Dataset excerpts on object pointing

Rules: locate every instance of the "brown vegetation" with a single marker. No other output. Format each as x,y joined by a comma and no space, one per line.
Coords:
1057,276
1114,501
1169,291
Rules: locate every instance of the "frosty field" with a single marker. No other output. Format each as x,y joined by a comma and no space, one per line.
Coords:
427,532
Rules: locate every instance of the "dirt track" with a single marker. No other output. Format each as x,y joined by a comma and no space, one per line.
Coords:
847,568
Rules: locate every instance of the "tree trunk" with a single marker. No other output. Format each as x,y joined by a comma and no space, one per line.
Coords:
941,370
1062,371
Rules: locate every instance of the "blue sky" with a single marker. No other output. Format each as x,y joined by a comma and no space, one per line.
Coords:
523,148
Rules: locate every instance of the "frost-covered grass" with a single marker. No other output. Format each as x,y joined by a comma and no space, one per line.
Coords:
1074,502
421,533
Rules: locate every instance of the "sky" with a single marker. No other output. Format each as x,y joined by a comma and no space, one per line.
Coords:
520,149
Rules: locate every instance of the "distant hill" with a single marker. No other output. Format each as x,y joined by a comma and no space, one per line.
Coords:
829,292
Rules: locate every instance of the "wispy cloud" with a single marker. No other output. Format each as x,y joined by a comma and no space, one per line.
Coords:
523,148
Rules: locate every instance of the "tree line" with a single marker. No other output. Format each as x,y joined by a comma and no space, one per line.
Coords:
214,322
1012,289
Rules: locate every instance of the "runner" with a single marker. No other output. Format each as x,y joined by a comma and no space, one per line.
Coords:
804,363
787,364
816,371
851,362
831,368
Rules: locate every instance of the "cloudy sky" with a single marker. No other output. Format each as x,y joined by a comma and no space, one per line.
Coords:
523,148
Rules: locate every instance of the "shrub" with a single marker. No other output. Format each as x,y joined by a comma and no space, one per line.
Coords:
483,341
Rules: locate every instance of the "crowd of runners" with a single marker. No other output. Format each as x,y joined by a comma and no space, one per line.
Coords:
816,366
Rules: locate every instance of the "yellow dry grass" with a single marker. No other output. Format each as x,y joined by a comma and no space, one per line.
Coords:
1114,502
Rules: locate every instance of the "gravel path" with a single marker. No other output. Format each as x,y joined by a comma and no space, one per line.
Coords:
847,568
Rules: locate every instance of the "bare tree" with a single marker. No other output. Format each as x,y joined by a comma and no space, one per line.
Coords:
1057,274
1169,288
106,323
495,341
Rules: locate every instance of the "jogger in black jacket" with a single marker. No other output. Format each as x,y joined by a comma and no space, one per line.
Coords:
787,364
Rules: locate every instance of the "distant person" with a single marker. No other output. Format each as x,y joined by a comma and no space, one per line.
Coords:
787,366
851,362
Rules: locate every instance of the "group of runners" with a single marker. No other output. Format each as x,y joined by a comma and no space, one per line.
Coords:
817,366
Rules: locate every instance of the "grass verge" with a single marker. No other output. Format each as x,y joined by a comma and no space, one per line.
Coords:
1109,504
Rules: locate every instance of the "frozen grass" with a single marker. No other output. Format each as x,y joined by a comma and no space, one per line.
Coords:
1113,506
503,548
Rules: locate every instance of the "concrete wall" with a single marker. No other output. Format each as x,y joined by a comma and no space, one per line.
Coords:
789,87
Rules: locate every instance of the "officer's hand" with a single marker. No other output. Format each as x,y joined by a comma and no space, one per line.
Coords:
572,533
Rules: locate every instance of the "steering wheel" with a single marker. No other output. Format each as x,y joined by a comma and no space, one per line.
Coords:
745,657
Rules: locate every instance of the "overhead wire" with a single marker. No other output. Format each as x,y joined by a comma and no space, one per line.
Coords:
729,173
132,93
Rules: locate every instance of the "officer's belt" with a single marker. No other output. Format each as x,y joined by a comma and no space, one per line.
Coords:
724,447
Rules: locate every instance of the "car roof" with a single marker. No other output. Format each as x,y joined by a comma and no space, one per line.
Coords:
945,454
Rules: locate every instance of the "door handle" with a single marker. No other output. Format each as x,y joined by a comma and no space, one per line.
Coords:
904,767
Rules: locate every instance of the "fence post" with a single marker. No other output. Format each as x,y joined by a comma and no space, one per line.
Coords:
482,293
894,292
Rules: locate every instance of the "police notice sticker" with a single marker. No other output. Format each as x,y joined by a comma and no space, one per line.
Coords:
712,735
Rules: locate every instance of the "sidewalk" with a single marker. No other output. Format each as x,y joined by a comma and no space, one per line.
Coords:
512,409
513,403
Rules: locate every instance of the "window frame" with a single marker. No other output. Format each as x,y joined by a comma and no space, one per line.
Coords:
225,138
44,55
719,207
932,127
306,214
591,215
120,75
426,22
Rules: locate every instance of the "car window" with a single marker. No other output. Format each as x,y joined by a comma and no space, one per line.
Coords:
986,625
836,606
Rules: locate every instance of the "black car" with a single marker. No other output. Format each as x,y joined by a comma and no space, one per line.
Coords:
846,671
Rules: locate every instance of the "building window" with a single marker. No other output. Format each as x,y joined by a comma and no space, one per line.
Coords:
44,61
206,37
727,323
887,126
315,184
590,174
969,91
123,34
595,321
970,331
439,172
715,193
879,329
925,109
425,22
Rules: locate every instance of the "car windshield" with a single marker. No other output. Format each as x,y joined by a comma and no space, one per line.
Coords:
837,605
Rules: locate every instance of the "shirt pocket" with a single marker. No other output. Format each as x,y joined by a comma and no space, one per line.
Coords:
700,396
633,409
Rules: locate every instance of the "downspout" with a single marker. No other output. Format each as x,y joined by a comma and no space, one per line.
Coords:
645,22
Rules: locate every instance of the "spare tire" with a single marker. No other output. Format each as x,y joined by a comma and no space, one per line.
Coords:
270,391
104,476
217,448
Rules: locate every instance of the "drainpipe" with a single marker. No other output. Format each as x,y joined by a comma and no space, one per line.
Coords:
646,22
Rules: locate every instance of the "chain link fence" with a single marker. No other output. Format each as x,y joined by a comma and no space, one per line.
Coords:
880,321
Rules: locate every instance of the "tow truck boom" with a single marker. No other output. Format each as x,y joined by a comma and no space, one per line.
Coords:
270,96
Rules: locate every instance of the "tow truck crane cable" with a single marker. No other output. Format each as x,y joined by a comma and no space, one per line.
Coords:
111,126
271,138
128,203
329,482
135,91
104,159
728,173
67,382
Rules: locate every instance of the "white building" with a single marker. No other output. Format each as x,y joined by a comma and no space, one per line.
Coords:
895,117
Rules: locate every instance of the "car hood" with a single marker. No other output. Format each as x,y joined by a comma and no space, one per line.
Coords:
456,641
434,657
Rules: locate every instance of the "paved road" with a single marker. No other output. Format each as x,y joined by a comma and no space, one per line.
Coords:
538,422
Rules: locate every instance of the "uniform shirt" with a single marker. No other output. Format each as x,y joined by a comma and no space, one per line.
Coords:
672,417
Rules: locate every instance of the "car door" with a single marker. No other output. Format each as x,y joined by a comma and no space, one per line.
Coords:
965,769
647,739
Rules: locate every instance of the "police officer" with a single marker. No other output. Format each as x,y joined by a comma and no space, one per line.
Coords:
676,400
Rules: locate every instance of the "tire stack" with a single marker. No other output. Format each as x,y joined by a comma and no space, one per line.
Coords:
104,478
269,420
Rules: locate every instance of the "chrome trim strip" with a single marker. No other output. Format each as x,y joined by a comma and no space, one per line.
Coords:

**YOUR OBJECTIVE**: Repeat each record exactly, leaving nothing out.

**OUTPUT OF THE TASK**:
Rules: locate every instance of the "brown vegetation" with a single marker. No other output. Format each as x,y joined by a comma and no space, one per line.
Coords:
1057,276
1114,501
1169,291
Rules: locate every instance of the "frosty field" with a single marker. No other output. Format each as x,y joined by a comma and no space, one per line.
Coords:
427,532
Rules: locate every instance of the "dirt track" with a single marker. No other output. Format each as x,y joined by a comma and no space, one per line.
Coords:
847,568
Rules: locate every instance of the "tree trunk" with a single marker. No other output. Format each as x,y joined by a comma and no space, one per line.
Coords:
941,370
1062,371
Rules: locate every instance of the "blue sky" with a single marker. No other output. Format each as x,y joined by a comma and no space, one per line.
Coords:
523,148
Rules: locate every instance of the "frost-covered grass" with a single marker. No other output. Format each as x,y joined by a comma and no space, one per line.
Coords:
1074,502
421,533
Rules: locate every instance of the "sky" with a single marker. No other output. Format each as x,y joined by a comma and no space, one per line.
Coords:
520,149
Rules: locate every instance of the "distant hill" with a single marker. No other output. Format each as x,y joined by a comma and no space, one per line.
Coords:
829,292
Rules: locate every instance of the "wispy cloud" with a single marker. No other output. Format each as x,y joined by a comma and no space, one per line.
Coords:
523,148
Rules: locate every instance of the "tree line" with a single marker. No other output. Format each as x,y joined by a comma and no space, one per line.
Coords:
214,322
1012,289
Rules: locate every instance of the "runner" with a single marker. No other output. Format each as x,y joined by a comma and no space, one per line.
Coords:
804,363
787,364
816,371
851,362
831,368
Rules: locate every instance of the "cloudy sky" with a single marker. No other output. Format each as x,y joined by a comma and no space, one per line.
Coords:
523,148
Rules: locate every instance of the "shrub" with a single marker. No other output. Format each as x,y joined by a comma and no space, one per line.
Coords:
483,341
Rules: locate every instance of the "crowd of runners" with a single marker. No other output. Format each as x,y joined by a comma and no space, one per line.
Coords:
816,366
Rules: locate every instance of the "yellow dry grass" with a single marker. No other output. Format each as x,y joined by a comma and no space, one per line.
Coords:
1114,502
Rules: locate every instance of the "gravel path" with a single marker. No other output. Format each as x,y joined by a comma and no space, one per line.
Coords:
847,568
Rules: locate every instance of the "bare tree" with a single marker. No other output. Format each as x,y joined by a comma and no space, one per line.
Coords:
1057,274
1169,288
106,323
495,341
Rules: locate every instance of the "jogger in black jacket" with a single marker. No other output. Format each as x,y joined by a comma and no space, one per line.
Coords:
787,364
Rules: locate every instance of the "distant person" with a single marker. No other output. Format each as x,y joined by a comma and no space, one per line.
Coords:
787,366
851,362
Rules: locate every instance of the "group of runners" with a single marker. No other output. Format each as x,y joined by a comma and no space, one per line.
Coords:
817,366
Rules: locate every instance of the "grass verge" with a single marker. No other output. Format each as x,y joined by a comma and no space, one per line.
Coords:
1109,504
Rules: locate every instance of the "frozen grass" with a single marker. No other output. Format each as x,y joined by a comma and no space, one per line.
Coords:
1113,506
503,548
Rules: locate every instance of the "concrete wall" with a single marker. No other output. Format each as x,y joined by a comma and no space, one per line.
Coords:
789,87
Rules: locate every instance of the "officer's hand" with a single marker. No other output. Format each as x,y joined by a comma and no space, one per line.
Coords:
572,533
Rules: locate every instance of the "steering wheel" with a single marker. No other output. Format each as x,y joined by a comma and no space, one per line.
Coords:
745,657
Rules: locate every instance of the "overhead wire" with a single marker. No other output. Format each as x,y joined by a comma and no space, one per line.
Coords:
729,173
132,93
Rules: locate every instance of the "officer's belt" with a single marker. No other output. Format each as x,y joined by a comma and no space, one per line.
Coords:
724,447
Rules: locate every instance of the "car roof" with a single marker. No other output. Format each as x,y joined by a comma and no space, one per line.
Coords:
945,454
Rules: locate every instance of the "door handle" with a single marker. No other output. Format each as x,y joined by a comma and no space, one per line.
Coords:
904,767
Rules: locate every instance of the "fence post" with a single marker. No other output. Format each as x,y joined by a comma and no space, one per line.
Coords:
482,293
894,292
Rules: locate every instance of the "police notice sticker" with a single marker. No other output. Format each as x,y joined by a comma and no space, one per line.
Coords:
712,735
Rules: locate every instance of the "sidewalk" with a single marker. No other output. Format each as x,y joined by a comma and no space, one per line.
Coords:
512,409
513,403
Rules: locate every instance of the "window frame" with a single marker. No other output. Format each as x,y joined by a comma and no space, one per line.
Coords:
225,138
44,55
719,207
932,127
306,214
591,215
120,75
426,22
Rules: locate every instance of the "car window" with a single marker. No other output. Format each as x,y joined by a comma and no space, one per line.
Coords:
986,625
836,606
Rules: locate every instance of the "black car" with a single marker. No other output. Format each as x,y joined by a comma and no space, one per line.
Coords:
846,671
Rules: locate every instance of the "building window" with a single marker. No other output. Format each as x,y joined by a comma and no space, one per line.
Coords:
44,61
206,37
727,323
887,126
315,184
590,174
969,91
123,34
595,321
970,331
439,172
715,193
879,329
925,109
425,22
Rules: locate every instance of the "car windshield" with a single marker. No other output. Format each as x,y joined by a comma and no space, one per line.
Coords:
837,605
Rules: locate every instance of the "shirt pocket" with a single marker. No other output. Format each as x,y joined by a comma and no space, one per line.
Coords:
700,396
633,409
Rules: locate every instance of the "downspout" with a single marker. No other output. Format each as x,y joined by a comma and no space, one per line.
Coords:
645,22
Rules: locate every instance of the "spare tire" with a single marker. No other output. Format each as x,y joined by a comma and no space, one per line.
Coords:
270,391
104,476
217,448
Rules: locate every instance of the "drainpipe" with a single marker. No other output. Format each as x,y joined by a comma and no space, one per line.
Coords:
646,22
Rules: locate every instance of the "chain link fence" with a single marker. No other output. Format each as x,y joined by a comma and no space, one per line.
Coords:
880,321
Rules: locate every instance of the "tow truck boom" with a single marker. No other output. Format each as x,y joined by a comma and no space, one per line.
Coords:
270,96
Rules: locate every instance of the "tow truck crane cable" with a single marker. No other output. Format each as x,y joined by a comma and no space, one per line.
Coords:
111,126
271,138
128,203
329,482
135,91
104,159
728,173
67,382
Rules: locate every instance of the "white building" with a single marker. No other output. Format each as x,y joined by a comma and no space, one per line.
Coords:
895,117
Rules: locate every instance of the "car hood" with a single marker. No other output. Format each as x,y joined by a comma and no space, one per line.
Coords:
456,641
434,657
Rules: locate every instance of the "paved road" with a single marker. No other output. Format each as x,y joined by a comma and no space, one per line.
Coords:
538,422
Rules: locate every instance of the "uniform shirt" with a single marker. No other output. Format each as x,y joined by a comma and no space, one per line.
Coords:
672,417
Rules: locate every instance of the "car door" with a single marker. No other output. Format each as x,y joined by a comma and no space, one per line.
Coords:
965,769
647,739
Rules: locate every instance of the "police officer" with a single marker. No other output. Format each as x,y joined by a comma and no space, one per line.
Coords:
676,400
Rules: locate every instance of the "tire stack" with a single marker. No other output. Format each as x,y joined by a comma and no space, one per line.
Coords:
104,478
269,420
Rules: locate every instance of the "chrome trim strip" with a single marker. No other output. Format each as x,y joined by a comma and no space, one per line.
Coords:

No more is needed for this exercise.